=== Written request 1 ===
Report each line of the records that contains the string "tree", copying every such line in full. Case counts.

=== Quoted text ===
Its over. As I sit here at Athens International Airport, I’ve swam my last swim, walked my last beach, eaten my last fava-bean and drank my last ouzo. Which would have been my first in fact cos I’m not a lover of the stuff cos it tastes so strongly of aniseed and makes me dance the Zorba.
So the last night. we stayed in a fairly randomly chosen resort. I googled ‘Lavriou’, where the ferry lands and ‘hotels’ which we needed and came up with a bunch of contenders. None of them actually near the ferry port as it’s so horrible round there. So we crossed the most southerly peninsula of mainland Greece, just below Athens, and stayed ‘on a beach’ resort. The beach was in fact the other side of that part of Greece’s version of the M25. So, clever resort builders that they are, they built a little tunnel under the road to enable their residents access to the beach without getting killed by speeding motorists. They all speed here. It’s not just legal to exceed the speed limit, it is mandatory. Which, because they invented irony here, makes perfect sense.

=== Written request 2 ===
Please write what comes next in the travel diary about leaving Greece, carrying on from the point where it stops.

=== Input for this task ===
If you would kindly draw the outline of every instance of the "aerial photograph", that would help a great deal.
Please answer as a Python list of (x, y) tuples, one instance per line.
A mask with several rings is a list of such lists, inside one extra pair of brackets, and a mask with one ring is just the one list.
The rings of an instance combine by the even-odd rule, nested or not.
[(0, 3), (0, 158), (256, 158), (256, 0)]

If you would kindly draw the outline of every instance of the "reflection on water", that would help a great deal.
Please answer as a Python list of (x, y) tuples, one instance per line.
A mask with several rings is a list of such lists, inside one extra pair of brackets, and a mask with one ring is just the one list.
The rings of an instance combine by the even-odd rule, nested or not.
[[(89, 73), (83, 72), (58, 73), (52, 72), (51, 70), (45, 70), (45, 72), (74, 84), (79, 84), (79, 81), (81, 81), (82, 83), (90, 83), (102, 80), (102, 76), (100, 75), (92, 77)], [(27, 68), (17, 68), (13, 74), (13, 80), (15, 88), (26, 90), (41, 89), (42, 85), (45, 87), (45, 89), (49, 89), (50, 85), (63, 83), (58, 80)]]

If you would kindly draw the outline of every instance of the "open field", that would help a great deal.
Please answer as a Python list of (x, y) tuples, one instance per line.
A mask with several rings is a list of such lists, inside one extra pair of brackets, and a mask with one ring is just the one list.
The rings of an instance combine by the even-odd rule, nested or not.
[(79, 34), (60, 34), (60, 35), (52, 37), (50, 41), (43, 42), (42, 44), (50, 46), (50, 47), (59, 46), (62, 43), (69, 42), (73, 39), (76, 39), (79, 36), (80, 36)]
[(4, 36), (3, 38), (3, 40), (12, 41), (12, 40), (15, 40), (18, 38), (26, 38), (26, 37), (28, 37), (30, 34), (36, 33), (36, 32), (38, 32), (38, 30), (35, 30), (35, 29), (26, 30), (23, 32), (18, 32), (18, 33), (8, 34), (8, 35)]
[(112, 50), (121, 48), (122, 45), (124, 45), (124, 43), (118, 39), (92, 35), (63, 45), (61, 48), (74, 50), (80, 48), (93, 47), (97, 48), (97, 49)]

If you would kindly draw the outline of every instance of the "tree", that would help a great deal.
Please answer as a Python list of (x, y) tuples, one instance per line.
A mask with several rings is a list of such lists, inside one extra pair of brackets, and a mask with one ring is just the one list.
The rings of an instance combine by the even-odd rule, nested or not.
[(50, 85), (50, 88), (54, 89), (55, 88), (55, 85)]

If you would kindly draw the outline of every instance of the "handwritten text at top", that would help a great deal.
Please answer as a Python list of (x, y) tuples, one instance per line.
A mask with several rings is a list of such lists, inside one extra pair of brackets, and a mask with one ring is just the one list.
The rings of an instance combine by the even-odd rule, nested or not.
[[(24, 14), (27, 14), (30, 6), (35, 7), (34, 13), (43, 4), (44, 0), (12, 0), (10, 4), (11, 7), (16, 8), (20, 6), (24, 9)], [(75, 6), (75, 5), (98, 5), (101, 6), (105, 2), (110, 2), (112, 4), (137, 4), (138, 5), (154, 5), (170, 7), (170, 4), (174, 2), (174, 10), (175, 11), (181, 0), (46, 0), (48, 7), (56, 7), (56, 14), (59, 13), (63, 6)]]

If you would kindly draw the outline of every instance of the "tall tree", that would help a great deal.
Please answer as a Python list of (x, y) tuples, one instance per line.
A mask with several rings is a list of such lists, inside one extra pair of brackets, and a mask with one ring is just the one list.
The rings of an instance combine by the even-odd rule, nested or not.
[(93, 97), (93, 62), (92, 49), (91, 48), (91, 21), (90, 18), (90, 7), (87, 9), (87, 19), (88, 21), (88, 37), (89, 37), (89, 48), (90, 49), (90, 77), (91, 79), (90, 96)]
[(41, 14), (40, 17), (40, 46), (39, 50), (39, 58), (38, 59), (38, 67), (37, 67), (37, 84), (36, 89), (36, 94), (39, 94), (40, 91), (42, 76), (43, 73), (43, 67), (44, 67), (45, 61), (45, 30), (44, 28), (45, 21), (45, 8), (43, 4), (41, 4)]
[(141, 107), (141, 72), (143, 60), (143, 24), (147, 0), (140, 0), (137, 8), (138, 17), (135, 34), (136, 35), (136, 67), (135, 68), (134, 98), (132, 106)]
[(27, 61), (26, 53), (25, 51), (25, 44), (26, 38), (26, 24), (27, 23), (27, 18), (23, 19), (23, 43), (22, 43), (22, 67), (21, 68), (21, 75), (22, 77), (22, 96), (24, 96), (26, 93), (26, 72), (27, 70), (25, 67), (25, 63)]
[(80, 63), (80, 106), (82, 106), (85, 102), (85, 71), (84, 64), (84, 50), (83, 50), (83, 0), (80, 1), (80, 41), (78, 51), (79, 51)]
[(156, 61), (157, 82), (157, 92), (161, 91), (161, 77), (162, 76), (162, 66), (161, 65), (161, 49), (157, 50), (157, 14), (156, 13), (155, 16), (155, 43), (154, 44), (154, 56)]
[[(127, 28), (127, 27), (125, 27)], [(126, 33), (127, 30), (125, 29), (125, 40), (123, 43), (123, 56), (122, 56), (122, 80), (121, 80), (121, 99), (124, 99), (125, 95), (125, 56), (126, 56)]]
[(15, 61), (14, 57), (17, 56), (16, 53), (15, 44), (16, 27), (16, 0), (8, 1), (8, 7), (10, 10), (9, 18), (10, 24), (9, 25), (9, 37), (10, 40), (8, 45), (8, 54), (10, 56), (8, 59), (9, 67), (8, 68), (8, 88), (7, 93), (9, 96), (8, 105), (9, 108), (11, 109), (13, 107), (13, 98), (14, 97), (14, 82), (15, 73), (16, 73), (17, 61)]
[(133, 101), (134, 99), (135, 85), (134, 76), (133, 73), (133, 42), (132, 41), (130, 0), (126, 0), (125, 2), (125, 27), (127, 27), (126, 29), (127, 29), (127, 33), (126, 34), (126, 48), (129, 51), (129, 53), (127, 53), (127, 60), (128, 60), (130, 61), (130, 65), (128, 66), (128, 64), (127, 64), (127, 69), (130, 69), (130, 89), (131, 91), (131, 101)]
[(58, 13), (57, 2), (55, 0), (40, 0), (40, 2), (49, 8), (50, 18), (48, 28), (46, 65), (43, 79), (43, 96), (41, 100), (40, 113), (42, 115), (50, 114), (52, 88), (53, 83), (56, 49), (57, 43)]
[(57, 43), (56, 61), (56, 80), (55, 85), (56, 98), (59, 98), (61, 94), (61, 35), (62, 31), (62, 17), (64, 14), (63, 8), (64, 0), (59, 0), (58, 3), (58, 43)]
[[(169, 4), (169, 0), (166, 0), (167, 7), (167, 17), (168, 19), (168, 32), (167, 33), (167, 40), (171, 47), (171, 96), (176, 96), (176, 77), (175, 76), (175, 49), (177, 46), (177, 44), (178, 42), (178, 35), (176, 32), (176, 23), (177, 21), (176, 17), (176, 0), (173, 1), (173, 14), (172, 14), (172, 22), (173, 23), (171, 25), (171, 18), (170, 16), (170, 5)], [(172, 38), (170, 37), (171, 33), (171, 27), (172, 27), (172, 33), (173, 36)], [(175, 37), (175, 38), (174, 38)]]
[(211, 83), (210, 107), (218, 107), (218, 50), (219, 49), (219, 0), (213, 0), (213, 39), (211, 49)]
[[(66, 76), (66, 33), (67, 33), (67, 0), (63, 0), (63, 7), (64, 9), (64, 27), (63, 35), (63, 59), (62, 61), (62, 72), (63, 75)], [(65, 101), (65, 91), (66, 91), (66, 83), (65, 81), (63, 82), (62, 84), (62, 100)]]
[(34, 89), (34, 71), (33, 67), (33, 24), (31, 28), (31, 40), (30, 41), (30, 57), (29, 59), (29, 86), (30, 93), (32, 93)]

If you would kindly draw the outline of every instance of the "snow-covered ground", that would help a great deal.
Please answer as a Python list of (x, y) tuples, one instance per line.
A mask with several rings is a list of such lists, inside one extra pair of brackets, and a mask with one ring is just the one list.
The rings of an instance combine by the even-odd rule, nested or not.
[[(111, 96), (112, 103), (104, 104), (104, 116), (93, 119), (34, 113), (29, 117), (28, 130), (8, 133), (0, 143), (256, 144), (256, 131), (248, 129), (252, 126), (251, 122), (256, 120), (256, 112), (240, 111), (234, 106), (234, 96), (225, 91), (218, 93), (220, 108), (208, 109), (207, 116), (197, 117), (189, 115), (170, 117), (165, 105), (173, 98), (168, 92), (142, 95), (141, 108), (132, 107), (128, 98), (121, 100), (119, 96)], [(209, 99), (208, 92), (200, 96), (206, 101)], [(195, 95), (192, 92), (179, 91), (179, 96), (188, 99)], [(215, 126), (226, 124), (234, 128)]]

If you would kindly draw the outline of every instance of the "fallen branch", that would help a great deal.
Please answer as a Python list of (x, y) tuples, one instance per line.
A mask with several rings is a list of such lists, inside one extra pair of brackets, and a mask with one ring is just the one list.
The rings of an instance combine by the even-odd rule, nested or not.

=== Written response 1 ===
If you would kindly draw the outline of every instance of the "tree", that would help a great deal.
If you would kindly draw the outline of every instance of the "tall tree", that would help a great deal.

=== Written response 2 ===
The resort had all sorts of fab things. It was massive, involved lots and lots of walking, up hills, along walkways, down stairways. It had 2 fabulous swimming pools. The ‘big one’ where all the fabulous and the obese felt they needed to be, fighting for sun beds and drinking beers, and the ‘lesser one’ which was fabulously quiet and every person had 6 sun beds to themselves. But here’s the odd thing. The pools don’t ‘open’ until 10.00am for one and 11.00am for the other. Oh, we said, you mean that’s when the lifeguards arrive, right? No, they’re gated and locked until those times. Ah, well we like to swim before breakfast… ok, Mel likes to swim before breakfast and I’m the witness. Errrr, how you say ‘tough shit’ in English?
Fortunately, they can’t lock the beach. Even stupid, time-restrictive, no-idea-when-real-people-swim, jobsworth Greeks can’t stop you swimming in the sea, can they? And, due to our recent (ie, since Tuesday) vast experience of ‘open water swimming’ in our little bay in Kea, we were up for it in a tiny little bay on the mainland. It was just as clean, just as calm, just as wonderful. Almost.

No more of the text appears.